## begin PROVIDED DATA

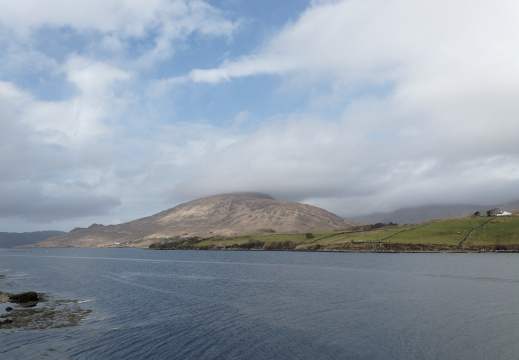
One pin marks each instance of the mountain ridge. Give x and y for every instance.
(419, 214)
(225, 214)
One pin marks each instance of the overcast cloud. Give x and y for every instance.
(114, 110)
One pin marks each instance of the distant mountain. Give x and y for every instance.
(420, 214)
(229, 214)
(8, 240)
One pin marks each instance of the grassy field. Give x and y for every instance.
(500, 233)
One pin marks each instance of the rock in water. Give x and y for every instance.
(24, 297)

## end PROVIDED DATA

SHORT TASK: Rewrite the listing as a two-column CSV with the columns "request" and "points," one row per request, putting its text and its points each in a single quoted field with line breaks turned into spaces. Leave the pictures out.

OUTPUT:
request,points
"One pin marks each instance of the mountain ridge. Give x and y for every instance.","(419, 214) (225, 214)"
"One pin marks each instance of the overcast cloud. Give x and y for every instance.","(114, 110)"
"One pin marks each instance of the distant mountain. Give x and y for every instance.","(420, 214) (229, 214) (8, 240)"
"One pin marks each instance of the grassy field. Give x and y for every instance.","(500, 233)"
"One pin marks each instance of the rock in water. Give x and y for every instance.","(24, 297)"